Top of Data extract

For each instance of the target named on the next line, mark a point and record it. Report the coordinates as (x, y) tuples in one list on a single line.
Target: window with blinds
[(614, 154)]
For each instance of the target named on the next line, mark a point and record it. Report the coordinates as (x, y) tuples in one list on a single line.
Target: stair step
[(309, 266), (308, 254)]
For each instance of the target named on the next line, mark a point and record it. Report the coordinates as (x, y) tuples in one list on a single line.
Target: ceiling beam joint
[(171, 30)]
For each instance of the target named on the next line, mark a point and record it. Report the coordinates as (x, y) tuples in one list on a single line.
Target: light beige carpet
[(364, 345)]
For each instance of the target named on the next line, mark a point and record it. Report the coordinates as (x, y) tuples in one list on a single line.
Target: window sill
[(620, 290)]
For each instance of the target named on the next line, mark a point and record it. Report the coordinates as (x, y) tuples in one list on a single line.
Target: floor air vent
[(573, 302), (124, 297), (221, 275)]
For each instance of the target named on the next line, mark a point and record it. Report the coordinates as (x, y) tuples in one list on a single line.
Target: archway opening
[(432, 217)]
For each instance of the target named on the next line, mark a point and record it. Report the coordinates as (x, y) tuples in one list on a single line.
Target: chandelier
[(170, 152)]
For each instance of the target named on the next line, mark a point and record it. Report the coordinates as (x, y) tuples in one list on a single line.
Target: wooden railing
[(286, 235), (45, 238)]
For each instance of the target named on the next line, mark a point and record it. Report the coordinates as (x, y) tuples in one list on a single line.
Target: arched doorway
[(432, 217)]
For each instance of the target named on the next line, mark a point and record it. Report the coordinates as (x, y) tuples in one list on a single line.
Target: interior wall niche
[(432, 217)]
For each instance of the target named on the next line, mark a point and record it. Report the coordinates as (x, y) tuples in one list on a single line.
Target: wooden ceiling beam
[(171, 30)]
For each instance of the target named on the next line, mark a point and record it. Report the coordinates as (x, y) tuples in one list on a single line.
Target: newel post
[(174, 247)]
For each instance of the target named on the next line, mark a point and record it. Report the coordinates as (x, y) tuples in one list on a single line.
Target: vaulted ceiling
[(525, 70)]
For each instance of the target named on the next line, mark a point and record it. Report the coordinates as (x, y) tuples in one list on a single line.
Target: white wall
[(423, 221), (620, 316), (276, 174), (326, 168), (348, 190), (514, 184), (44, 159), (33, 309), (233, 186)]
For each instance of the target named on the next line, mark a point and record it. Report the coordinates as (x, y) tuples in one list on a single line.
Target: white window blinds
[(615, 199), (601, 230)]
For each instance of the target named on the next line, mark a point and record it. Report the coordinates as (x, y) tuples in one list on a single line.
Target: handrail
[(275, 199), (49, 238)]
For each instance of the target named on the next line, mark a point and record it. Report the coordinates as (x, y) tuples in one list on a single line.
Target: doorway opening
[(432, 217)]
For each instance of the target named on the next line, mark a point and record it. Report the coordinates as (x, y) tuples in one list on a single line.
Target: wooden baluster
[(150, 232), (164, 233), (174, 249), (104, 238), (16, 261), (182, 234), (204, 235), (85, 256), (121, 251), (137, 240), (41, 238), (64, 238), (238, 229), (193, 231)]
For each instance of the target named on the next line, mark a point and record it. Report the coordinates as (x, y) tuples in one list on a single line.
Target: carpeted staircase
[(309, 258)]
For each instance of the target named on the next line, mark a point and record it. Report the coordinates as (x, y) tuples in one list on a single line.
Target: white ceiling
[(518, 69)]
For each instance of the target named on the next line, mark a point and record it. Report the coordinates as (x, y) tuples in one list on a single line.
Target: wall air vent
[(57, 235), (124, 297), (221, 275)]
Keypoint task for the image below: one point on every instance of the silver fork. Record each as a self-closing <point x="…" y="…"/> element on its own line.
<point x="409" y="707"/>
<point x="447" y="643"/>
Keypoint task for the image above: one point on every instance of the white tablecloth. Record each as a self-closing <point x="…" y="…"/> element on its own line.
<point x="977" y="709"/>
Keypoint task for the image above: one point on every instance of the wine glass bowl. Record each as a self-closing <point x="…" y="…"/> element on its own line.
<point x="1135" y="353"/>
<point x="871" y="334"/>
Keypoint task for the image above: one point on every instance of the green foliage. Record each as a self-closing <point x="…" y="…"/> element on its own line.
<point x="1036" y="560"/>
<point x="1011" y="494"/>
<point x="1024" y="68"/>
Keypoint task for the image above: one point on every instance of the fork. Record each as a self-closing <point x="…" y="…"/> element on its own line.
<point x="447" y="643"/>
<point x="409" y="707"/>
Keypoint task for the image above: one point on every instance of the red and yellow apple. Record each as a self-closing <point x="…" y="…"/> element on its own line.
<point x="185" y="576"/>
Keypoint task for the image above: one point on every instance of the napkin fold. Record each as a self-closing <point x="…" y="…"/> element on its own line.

Bottom of Data extract

What needs to be done: Repeat, word for word, every line above.

Result for this task:
For each instance of the target named on the next line, mark a point and record it. Report the coordinates as (x, y) tuples in one list on a single line.
Target: window with blinds
[(614, 154)]
For each instance of the target named on the next line, mark a point and record it. Report the coordinates as (x, y) tuples in one list on a single line.
Target: stair step
[(309, 266), (308, 254)]
For each instance of the target named on the next line, mark a point and record it. Report the coordinates as (x, y) tuples in one list on a single line.
Target: ceiling beam joint
[(171, 30)]
For each instance of the target named on the next line, mark a point and record it. Report the coordinates as (x, y) tuples in one list on a single line.
Target: light beige carpet
[(364, 345)]
For each instance of the target named on the next line, mark a point and record it. Report the coordinates as (x, y) tuples in one list on a single line.
Target: window sill
[(620, 290)]
For each instance of the target named on the next line, mark a point and record it. Report the coordinates as (x, y) tuples in one list on a single line.
Target: floor air vent
[(573, 302), (124, 297), (221, 275)]
For each instance of the target named on the next line, mark a point and record it. Report the coordinates as (x, y) tuples in one list on a single line.
Target: archway opening
[(432, 217)]
For each instance of the target named on the next line, mark a point and record it. Report the coordinates as (x, y) tuples in one list on a single line.
Target: chandelier
[(170, 152)]
For each instance of the target named on the next line, mark a point and record it. Report the coordinates as (x, y) tuples in one list on a single line.
Target: wooden railing
[(286, 235), (45, 238)]
For each instance of the target named on the next line, mark a point and record it. Report the coordinates as (x, y) tuples in one list on a single line.
Target: arched doorway
[(432, 217)]
For each instance of the target named on the next line, mark a point and record it. Report the coordinates as (x, y) tuples in one list on a single line.
Target: interior wall niche
[(432, 217)]
For each instance of the target named on the next line, mark a point and record it. Report the coordinates as (x, y) tuples in one list on a single line.
Target: wooden ceiling beam
[(171, 30)]
For each instance of the target named on the next line, mark a point and record it. Report the coordinates as (x, y) tuples in one list on a single line.
Target: newel post
[(174, 247)]
For each instance of the target named on the next line, mark a point and record it. Report the coordinates as (x, y) tuples in one list on a single line.
Target: vaulted ceiling
[(525, 70)]
For each instance of the target named on the next line, mark a point and record it. Report the coordinates as (x, y) tuples in one list on a single line.
Target: white wall
[(423, 221), (620, 316), (276, 174), (326, 168), (348, 190), (514, 184), (44, 159), (33, 309), (233, 186)]
For each instance of the target named on the next line, mark a point and record it. Report the coordinates as (x, y) tuples in one list on a single line.
Target: white window blinds
[(615, 199), (601, 230)]
For each instance of the target named on the next line, mark a point and record it. Report the coordinates as (x, y) tuples in one list on a single line.
Target: handrail
[(275, 199), (49, 238)]
For each instance of the target named on the next line, mark a point and record it. Report the coordinates as (x, y) tuples in one list on a single line.
Target: doorway opening
[(432, 217)]
For each instance of the target named on the next line, mark a point and record it. Report the coordinates as (x, y) tuples in one list on a single line.
Target: wooden baluster
[(150, 232), (164, 233), (174, 249), (104, 238), (16, 261), (182, 234), (204, 235), (85, 256), (121, 251), (137, 240), (41, 238), (64, 238), (238, 229), (193, 231)]
For each instance of the target named on the next line, mark a point and record it. Report the coordinates as (x, y) tuples in one list on a single line.
Target: carpeted staircase
[(309, 258)]
For each instance of the target named on the next line, mark a point and record it. Report the coordinates as (x, y) tuples in one list on a single line.
Target: white ceiling
[(518, 69)]
For each instance of the target named on the next line, mark a point and record it. Report the coordinates as (x, y) tuples in one list on a single line.
Target: wall air vent
[(57, 235), (124, 297), (221, 275)]
Keypoint task for the image below: one point on every instance of the silver fork. Record each as a self-closing <point x="…" y="…"/> element on its own line.
<point x="409" y="707"/>
<point x="447" y="643"/>
Keypoint task for the image above: one point on every instance of the white tablecloth. Record each as a self-closing <point x="…" y="…"/> element on its own line.
<point x="977" y="709"/>
Keypoint task for the image above: one point on every instance of the wine glass bowl. Record each as a self-closing <point x="…" y="…"/> element on its own line.
<point x="1135" y="353"/>
<point x="871" y="334"/>
Keypoint task for the image above: one point on every instance of the green foliage. Record each as a self-closing <point x="…" y="…"/> element on its own line.
<point x="1036" y="560"/>
<point x="1011" y="494"/>
<point x="1024" y="68"/>
Keypoint task for the image above: one point on every instance of the fork. Record each as a self-closing <point x="…" y="…"/> element on its own line.
<point x="447" y="643"/>
<point x="409" y="707"/>
Keypoint task for the image above: one point on every instance of the red and yellow apple. Record each as a self-closing <point x="…" y="…"/> element on its own line.
<point x="185" y="576"/>
Keypoint task for the image above: one point on every instance of the napkin fold. Record each as a self-closing <point x="…" y="…"/> element on its own line.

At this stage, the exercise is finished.